**Problem requirements:** In the data, find each line where the word "marking" appears and list that line.

**Record extracts:**

● ● ● ●

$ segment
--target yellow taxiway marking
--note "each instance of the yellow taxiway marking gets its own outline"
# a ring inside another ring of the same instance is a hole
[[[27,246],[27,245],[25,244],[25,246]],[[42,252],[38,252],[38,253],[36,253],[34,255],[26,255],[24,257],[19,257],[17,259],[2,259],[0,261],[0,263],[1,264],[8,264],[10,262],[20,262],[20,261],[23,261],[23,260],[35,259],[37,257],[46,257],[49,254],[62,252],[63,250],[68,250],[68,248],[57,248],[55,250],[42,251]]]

● ● ● ●

**Result of this exercise:**
--target yellow taxiway marking
--note "each instance of the yellow taxiway marking gets its own outline"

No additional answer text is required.